WHAT IS ASKED ->
1/ In the passage on Paul McCartney's marijuana busts, how much cannabis was he caught smuggling into Japan at Narita International Airport?
2/ Write the next part of the passage on Paul McCartney's marijuana busts, picking up after its final sentence.

TEXT PASSAGE ->
|---|
Should he have any regrets? No. Sustained marijuana use was good to the songwriter, considering his achievements. And damn did he achieve quite a lot while weed was in the picture. At the same time, while cannabis consumption certainly didn’t hurt Paul’s career, cannabis criminalization did complicate things for the icon now and then. To wit, let’s take a look back at McCartney’s most notable pot busts over the years, which illustrate how prohibition messes with even the most celebrated smokers.


August 10, 1972

While touring in Sweden — known for its relative intolerance of drugs — McCartney and his wife Linda were arrested for possession of a minor amount of cannabis (“a few dimebags”) while on the way back to their hotel from a Wings performance in Gothenburg. McCartney was fined £1,000 ($1,304) plus other charges amounting to about $2,000. McCartney said at the time that Swedish authorities were “far too serious” about simple cannabis possession. It would definitely not be the first time Paul and Linda were caught with weed together.

March 8, 1973

About a year after his Sweden bust, McCartney was caught again, but in this particular case, he got off with a slap on the wrist. At McCartney’s farm in Campbelltown, Scotland, the pop star was caught growing a patch of sinsemilla cannabis plants on his property. In his defense, he told the court that he mistakenly planted seeds that a fan sent him, not knowing what type of plant it was. Somehow the court bought his defense, minimized his sentence, and he got off with a $240 fine. Immediately after the court hearing, McCartney was somewhat unapologetic about his horticulturist hobby when discussing it with a local BBC journalist.

March 2, 1975

In this incidence, McCartney and his wife were driving through Los Angeles, California in their ’74 Lincoln Continental. McCartney ran a red light and was immediately pulled over. Cops smelled something skunky emanating from the car, searched, and found a small amount of cannabis. Because Linda wasn’t driving, she generously took the fall and said the weed was hers. Paul got away without being arrested. Linda’s charge was dropped soon after.

January 16, 1980

Despite Japan being notorious for Beatlemania, McCartney’s popularity wasn’t enough to avoid jail time for drug charges in the country. In what was arguably his most infamous weed-related arrest, McCartney was caught smuggling 218 grams (7.7 ounces!) of “dynamite weed” into Japan at the Narita International Airport. He was held in the Narcotics Control Office, and ended being locked up in a 4 x 8-foot cell in a Tokyo jail for nine days. Initially, a spokesperson said that the arrest set McCartney back $420,000, as he was forced to immediately cancel 11 sold-out tour dates. While McCartney was threatened with up to eight years in prison, he was eventually deported on January 25 (his second deportation) and escaped without a trial. He was released on the condition that he sign an affidavit stating that he no longer smoked dope. He, of course, lied on the affidavit.
|---|
DATASET RECORDS ->

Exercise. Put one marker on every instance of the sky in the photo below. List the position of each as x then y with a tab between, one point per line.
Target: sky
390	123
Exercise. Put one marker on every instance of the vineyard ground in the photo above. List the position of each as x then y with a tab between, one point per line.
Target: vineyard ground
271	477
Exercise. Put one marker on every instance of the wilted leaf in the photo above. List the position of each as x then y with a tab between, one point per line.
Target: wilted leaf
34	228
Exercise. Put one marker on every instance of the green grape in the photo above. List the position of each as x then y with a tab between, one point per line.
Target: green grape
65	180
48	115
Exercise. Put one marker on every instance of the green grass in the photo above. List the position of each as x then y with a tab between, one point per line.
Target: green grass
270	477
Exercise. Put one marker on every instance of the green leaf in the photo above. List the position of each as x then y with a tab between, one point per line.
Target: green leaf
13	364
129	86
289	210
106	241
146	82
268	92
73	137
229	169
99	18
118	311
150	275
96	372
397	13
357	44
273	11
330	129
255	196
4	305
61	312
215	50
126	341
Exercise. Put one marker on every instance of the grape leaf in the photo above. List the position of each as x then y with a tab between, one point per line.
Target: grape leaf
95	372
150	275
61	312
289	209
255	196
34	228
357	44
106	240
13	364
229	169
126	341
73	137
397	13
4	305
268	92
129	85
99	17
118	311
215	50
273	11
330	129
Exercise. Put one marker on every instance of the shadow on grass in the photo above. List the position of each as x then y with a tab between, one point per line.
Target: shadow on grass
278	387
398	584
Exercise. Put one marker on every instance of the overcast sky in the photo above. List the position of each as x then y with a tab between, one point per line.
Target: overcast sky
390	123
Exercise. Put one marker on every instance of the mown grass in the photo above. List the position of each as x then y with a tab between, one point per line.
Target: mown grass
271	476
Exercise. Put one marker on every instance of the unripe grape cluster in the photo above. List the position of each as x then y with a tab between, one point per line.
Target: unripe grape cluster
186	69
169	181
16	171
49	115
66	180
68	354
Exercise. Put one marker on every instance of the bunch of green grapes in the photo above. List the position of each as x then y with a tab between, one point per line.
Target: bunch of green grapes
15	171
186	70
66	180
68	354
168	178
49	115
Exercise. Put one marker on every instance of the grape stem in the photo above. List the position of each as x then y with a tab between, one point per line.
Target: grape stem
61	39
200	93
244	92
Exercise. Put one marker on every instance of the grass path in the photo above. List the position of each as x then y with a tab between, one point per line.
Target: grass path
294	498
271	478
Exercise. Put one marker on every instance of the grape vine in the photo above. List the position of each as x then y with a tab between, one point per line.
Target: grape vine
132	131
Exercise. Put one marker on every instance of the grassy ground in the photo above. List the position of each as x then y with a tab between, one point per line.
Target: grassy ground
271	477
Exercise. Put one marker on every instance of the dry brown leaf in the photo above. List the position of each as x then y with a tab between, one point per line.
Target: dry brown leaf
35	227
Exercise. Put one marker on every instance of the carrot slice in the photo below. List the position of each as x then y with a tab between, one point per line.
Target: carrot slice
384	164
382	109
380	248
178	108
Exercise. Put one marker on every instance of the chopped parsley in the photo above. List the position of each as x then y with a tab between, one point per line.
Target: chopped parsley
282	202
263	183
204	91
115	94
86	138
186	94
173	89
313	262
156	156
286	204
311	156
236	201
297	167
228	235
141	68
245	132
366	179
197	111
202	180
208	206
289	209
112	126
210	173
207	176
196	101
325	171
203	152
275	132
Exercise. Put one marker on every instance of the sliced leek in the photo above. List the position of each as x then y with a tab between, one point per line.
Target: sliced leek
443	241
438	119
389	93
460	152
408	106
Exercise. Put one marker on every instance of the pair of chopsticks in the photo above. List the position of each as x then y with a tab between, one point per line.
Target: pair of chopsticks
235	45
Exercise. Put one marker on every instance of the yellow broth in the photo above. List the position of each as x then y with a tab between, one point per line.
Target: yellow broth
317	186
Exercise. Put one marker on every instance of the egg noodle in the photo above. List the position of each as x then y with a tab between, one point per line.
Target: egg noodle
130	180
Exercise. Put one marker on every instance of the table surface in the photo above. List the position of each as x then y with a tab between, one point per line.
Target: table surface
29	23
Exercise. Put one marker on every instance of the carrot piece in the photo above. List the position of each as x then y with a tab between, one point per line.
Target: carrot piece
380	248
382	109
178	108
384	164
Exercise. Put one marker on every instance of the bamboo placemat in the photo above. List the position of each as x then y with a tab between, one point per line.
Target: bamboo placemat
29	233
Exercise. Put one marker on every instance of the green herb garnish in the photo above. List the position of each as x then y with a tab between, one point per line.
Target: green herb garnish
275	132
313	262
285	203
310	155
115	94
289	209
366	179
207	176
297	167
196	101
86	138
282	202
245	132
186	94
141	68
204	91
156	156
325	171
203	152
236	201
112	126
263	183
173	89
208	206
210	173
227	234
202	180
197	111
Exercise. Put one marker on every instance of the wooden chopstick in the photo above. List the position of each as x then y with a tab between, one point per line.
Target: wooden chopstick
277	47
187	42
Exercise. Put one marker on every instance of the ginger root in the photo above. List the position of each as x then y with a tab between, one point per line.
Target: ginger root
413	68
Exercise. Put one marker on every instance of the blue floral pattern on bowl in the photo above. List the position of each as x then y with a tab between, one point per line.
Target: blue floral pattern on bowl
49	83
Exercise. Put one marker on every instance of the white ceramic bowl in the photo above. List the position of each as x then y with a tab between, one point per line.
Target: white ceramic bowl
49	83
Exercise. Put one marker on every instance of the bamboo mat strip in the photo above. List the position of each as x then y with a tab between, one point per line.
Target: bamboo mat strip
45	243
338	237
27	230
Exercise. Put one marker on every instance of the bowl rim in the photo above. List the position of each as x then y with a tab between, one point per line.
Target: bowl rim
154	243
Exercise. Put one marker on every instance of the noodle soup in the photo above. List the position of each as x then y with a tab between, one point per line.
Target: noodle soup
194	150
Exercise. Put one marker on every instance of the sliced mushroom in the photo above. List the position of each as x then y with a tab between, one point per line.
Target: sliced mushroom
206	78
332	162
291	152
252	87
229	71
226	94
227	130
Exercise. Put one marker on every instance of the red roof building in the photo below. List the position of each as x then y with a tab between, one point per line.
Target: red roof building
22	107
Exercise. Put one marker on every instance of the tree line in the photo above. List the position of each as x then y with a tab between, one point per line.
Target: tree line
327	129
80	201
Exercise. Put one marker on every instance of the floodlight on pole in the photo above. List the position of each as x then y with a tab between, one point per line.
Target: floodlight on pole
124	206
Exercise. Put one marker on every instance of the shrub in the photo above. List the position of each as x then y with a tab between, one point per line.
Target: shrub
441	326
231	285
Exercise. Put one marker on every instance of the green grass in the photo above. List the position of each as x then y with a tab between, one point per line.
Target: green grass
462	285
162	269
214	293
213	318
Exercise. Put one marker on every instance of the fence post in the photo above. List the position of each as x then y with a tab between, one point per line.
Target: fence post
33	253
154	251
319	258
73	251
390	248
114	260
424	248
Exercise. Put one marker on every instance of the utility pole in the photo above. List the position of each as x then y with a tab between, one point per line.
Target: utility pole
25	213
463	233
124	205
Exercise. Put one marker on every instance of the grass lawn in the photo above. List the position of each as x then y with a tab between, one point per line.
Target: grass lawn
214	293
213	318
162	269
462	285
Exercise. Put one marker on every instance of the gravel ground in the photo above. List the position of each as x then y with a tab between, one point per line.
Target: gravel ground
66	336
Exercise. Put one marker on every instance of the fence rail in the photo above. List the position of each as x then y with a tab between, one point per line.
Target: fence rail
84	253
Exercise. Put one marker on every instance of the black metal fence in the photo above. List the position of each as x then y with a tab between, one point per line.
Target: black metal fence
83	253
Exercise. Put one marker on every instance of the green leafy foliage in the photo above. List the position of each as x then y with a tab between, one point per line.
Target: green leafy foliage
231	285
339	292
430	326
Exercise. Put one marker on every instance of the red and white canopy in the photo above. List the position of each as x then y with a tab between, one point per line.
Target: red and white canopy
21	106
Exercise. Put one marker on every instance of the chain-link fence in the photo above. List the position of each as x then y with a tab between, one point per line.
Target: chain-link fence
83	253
|---|
ANSWERS BY TASK ->
1/ 218 grams (7.7 ounces) of "dynamite weed."

2/
January 17, 1984

Almost four years to the day after being arrested in Japan, McCartney and his wife were arrested in Barbados after they bought some weed from a dealer on the beach. McCartney was fined $200, and narrowly avoided up to three months in jail. Undeterred about casual pot use, Linda was fined $105 on January 24, only eight days later, on another cannabis charge. Linda was with McCartney on their way back to the United Kingdom from their vacation in Barbados, and was carrying five grams of weed that they apparently scored during the holiday. 

Honorable Mention: March 12, 1969

While this arrest didn’t involve McCartney, its inclusion is due to the fact that the raid occurred on same the day McCartney married his sweetheart, Linda Eastman. It was perhaps the most notorious Beatles-related drug bust. Police — led by known-dirty cop Sgt. Norman “Nobby” Pilcherraided  George Harrison’s home. Pilcher was known for his unquenchable zeal for targeting rock stars like Donovan, Eric Clapton and The Rolling Stones, as well as for his tendency to frame culprits. Whether planted or not, Pilcher found a “considerable” amount of hashish stored in a shoe — a detail that Harrison unequivocally denied. “I keep my socks in the sock drawer and stash in the stash box,” he freely admitted. “It’s not mine.” Harrison and his wife Pattie Boyd were arrested, and McCartney’s special day was ruined because his fellow bandmate couldn’t attend the wedding. A year earlier, on October 18, 1968, Pilcher raided Ringo Starr’s flat at 34 Montagu Square in London for drugs while John Lennon and Yoko Ono were staying there. That, too, was allegedly staged and the drugs were planted. For both busts, tabloid news sources focused more on the band members’ wardrobes than the arrest details.